**WORK INSTRUCTIONS**
Return every item below word for word, keeping each line unchanged.

**INPUT**
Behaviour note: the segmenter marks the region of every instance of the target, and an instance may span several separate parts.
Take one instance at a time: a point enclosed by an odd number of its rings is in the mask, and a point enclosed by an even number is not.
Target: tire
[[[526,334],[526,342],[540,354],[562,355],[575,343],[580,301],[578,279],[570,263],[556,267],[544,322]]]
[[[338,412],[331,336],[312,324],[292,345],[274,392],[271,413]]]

**TASK RESULT**
Behaviour note: the segmenter marks the region of every instance of the target, and an instance may span several separate parts.
Take one instance at a time: a point enclosed by an odd number of its rings is in the mask, and a point enclosed by an even number is not.
Target: tire
[[[526,334],[526,342],[540,354],[562,355],[575,343],[580,301],[578,279],[570,263],[556,267],[544,322]]]
[[[338,412],[331,336],[312,324],[292,345],[274,392],[271,413]]]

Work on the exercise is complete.